_MATERIAL FOR THE TASK_.
=-=-=

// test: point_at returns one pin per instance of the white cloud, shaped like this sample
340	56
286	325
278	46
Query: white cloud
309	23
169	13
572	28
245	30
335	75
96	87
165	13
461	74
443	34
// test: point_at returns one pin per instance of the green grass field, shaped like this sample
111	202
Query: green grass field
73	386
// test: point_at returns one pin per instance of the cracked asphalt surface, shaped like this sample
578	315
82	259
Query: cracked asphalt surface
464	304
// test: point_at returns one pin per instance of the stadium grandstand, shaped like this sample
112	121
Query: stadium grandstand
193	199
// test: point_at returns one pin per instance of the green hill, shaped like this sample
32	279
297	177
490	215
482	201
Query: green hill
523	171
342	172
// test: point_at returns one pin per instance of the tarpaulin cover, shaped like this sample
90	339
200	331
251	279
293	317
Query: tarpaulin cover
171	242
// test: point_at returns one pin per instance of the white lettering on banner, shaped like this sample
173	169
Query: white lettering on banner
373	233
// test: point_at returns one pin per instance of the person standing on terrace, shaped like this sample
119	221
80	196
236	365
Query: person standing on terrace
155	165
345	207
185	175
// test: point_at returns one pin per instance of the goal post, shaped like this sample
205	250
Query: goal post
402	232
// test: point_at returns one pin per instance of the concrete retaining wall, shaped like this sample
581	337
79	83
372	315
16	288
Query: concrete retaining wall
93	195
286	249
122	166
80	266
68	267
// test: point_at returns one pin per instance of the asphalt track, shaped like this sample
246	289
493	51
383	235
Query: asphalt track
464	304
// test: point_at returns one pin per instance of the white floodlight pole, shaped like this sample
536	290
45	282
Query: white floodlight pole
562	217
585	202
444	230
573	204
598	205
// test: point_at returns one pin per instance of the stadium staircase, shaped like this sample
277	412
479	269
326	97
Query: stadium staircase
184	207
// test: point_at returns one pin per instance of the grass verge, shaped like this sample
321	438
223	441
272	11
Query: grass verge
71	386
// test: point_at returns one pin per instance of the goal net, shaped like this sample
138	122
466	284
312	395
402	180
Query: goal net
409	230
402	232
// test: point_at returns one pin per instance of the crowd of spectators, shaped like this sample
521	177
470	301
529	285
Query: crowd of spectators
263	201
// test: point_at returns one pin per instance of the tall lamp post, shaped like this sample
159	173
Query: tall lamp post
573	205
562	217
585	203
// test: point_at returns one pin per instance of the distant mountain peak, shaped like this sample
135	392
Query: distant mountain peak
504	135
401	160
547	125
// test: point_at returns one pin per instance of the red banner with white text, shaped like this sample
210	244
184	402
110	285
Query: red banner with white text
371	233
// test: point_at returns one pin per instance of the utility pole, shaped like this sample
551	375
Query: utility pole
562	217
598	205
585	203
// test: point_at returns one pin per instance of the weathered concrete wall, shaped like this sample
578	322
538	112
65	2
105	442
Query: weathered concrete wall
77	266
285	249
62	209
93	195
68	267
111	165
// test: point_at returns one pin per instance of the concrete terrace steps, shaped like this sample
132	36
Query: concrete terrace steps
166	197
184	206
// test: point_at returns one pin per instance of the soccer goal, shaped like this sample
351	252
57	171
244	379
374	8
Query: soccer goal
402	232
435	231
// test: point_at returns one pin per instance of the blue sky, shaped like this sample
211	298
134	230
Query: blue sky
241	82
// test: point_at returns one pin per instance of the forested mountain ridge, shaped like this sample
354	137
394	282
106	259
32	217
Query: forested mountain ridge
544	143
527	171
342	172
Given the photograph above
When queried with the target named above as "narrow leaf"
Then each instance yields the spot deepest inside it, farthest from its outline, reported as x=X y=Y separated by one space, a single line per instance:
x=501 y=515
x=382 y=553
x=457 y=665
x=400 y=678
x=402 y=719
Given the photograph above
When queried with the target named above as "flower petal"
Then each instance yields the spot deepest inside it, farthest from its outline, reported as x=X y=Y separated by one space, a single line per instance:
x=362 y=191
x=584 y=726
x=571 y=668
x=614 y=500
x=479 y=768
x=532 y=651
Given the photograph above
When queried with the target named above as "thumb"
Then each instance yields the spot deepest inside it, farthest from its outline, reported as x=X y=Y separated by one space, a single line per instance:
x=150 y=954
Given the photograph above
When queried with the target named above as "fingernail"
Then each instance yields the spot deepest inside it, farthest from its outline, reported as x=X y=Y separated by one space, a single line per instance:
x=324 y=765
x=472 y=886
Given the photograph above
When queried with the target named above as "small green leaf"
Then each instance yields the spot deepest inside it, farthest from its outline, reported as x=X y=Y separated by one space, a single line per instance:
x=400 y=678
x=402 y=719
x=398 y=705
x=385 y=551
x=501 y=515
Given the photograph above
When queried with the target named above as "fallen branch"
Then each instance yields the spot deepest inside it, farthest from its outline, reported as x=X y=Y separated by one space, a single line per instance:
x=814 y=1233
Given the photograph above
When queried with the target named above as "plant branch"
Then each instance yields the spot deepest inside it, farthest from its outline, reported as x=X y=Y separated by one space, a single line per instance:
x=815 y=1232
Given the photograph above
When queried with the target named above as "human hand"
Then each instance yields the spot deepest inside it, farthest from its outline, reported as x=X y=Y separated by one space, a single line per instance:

=-=-=

_EXERCISE_. Gather each line from the listing above that holds "named".

_EXERCISE ANSWER_.
When queried with the target named above as "narrow leaf"
When queried with the target named above as "flower petal"
When queried with the target named above as "thumb"
When queried with the target named above as "fingernail"
When queried with the target named above as "small green leaf"
When queried with the target named above as "fallen branch"
When queried with the target named above as "plant branch"
When queried with the target named above as "human hand"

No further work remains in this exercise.